Work to complete: State the number of lines in the records underneath where the word "below" turns up, and say nothing else.

_ _ _

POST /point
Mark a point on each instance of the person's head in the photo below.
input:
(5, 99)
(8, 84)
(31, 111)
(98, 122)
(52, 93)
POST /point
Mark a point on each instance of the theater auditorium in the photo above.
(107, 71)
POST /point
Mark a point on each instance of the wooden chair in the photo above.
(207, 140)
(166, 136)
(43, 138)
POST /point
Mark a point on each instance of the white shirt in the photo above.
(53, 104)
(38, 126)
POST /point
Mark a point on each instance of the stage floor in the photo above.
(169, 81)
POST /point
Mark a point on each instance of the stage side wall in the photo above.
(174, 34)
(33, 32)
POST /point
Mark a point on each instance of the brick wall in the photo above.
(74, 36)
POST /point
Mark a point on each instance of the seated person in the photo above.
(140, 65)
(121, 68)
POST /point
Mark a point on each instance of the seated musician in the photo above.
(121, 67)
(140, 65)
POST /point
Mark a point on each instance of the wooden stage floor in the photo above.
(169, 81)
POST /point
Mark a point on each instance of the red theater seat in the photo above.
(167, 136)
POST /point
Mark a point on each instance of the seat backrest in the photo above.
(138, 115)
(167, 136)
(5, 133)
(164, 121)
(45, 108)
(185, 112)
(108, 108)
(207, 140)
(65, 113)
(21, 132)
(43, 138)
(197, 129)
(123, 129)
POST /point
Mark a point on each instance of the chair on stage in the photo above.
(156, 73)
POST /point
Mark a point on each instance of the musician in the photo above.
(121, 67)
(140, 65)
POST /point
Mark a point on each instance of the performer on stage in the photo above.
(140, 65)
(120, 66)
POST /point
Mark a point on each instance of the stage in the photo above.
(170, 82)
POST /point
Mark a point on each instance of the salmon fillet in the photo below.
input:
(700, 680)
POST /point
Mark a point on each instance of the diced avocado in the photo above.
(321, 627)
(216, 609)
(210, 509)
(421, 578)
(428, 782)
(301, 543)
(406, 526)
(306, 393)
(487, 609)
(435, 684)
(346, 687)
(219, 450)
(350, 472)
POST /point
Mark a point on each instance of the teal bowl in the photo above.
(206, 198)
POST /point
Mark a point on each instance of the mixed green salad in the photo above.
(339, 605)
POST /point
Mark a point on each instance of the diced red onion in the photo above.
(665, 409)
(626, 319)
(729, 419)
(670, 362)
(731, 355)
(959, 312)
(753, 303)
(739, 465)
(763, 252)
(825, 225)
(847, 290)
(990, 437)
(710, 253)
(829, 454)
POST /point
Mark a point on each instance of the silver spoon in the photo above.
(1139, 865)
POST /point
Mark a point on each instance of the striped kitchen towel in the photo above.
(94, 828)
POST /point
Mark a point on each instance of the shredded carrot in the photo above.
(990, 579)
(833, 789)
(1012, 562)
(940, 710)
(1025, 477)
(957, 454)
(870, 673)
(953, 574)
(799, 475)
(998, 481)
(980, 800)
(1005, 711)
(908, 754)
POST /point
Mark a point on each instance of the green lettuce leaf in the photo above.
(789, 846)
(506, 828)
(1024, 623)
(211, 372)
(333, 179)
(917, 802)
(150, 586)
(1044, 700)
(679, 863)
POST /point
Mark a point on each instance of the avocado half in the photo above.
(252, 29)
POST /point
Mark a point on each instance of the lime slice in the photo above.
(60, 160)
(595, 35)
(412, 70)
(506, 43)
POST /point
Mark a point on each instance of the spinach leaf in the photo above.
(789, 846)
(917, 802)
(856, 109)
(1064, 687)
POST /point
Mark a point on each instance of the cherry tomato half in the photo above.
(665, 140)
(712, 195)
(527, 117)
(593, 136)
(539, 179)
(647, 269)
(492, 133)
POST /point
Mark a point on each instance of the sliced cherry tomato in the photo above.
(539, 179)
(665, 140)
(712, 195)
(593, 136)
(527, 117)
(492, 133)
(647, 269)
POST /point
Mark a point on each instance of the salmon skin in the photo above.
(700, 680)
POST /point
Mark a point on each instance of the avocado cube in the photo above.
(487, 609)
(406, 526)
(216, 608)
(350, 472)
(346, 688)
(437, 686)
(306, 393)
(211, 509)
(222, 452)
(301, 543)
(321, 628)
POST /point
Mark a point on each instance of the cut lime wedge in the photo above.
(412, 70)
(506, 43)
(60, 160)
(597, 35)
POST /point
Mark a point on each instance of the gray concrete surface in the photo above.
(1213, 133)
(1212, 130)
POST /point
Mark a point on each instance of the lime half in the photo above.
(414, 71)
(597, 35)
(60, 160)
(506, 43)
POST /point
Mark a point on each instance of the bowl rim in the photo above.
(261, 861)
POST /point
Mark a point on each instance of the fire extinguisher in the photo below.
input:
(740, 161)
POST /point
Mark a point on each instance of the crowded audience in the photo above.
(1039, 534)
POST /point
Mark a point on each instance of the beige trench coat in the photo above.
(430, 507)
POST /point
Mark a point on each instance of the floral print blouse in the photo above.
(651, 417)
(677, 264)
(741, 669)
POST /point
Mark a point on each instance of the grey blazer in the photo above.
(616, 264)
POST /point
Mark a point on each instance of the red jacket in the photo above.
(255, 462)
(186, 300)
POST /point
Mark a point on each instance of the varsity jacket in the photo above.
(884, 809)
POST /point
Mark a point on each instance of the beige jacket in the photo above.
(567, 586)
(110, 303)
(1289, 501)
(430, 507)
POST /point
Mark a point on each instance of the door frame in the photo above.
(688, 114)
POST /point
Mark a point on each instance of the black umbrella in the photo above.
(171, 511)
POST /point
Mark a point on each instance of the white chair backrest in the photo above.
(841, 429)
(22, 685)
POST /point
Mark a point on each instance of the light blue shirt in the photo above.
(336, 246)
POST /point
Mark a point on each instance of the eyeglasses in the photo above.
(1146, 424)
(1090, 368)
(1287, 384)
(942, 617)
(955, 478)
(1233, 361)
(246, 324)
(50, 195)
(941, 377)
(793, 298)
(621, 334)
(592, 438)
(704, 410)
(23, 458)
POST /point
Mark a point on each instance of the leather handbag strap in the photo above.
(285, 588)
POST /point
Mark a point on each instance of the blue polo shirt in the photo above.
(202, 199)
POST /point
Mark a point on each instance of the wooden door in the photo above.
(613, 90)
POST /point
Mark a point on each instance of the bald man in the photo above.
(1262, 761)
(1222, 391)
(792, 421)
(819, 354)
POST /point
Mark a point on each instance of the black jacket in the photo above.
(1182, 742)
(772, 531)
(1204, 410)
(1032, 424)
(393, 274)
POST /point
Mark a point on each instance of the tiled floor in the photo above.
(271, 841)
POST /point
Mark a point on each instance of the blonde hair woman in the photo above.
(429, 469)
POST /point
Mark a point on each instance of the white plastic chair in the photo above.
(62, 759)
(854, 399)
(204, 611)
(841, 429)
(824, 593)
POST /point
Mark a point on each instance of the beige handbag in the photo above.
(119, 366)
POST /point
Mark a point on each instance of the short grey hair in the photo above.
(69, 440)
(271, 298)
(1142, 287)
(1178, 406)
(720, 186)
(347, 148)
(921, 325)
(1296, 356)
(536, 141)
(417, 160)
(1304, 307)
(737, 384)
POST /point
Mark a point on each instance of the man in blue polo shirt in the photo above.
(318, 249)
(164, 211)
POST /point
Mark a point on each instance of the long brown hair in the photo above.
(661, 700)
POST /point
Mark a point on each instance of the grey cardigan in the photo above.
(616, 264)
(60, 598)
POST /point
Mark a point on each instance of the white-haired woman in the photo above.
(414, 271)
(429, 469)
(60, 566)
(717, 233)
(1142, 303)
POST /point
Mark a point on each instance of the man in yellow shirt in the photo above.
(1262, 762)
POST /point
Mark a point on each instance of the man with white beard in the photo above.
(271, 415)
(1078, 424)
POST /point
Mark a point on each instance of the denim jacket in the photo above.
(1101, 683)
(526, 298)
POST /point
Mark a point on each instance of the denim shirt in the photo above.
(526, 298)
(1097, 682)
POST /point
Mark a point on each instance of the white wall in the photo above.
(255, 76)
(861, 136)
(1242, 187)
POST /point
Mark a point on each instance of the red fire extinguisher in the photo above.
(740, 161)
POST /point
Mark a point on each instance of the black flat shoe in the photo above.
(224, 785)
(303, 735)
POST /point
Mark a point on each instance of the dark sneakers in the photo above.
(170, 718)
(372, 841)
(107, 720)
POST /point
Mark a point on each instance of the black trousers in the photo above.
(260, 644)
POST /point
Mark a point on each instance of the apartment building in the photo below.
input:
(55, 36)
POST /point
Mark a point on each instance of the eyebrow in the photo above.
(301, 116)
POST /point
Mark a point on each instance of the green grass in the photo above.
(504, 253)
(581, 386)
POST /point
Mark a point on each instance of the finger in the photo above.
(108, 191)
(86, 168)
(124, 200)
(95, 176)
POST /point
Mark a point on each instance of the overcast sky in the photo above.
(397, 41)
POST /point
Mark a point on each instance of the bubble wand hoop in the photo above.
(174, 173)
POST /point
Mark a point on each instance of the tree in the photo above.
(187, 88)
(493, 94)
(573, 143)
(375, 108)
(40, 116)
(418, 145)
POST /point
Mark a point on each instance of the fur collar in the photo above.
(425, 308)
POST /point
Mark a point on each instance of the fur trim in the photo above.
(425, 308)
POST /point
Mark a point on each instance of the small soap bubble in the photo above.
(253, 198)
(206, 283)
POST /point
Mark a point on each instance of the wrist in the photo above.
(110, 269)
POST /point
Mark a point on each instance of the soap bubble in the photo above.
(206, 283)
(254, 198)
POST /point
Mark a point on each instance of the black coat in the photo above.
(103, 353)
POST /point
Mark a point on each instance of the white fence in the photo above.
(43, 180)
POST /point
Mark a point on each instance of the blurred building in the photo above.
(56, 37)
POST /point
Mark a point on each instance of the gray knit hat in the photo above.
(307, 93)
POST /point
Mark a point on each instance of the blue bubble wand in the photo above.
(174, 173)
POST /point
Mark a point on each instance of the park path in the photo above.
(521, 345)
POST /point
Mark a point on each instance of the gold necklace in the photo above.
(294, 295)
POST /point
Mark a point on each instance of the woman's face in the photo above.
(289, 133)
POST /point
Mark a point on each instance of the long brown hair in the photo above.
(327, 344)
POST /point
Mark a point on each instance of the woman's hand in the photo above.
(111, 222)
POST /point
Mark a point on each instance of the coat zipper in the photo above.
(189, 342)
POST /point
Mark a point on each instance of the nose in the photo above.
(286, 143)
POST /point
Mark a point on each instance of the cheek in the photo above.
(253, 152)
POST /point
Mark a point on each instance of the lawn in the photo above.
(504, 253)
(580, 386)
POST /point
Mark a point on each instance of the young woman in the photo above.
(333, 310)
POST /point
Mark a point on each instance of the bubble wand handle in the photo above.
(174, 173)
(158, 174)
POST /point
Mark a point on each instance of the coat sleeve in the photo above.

_ _ _

Solution to this problem: 4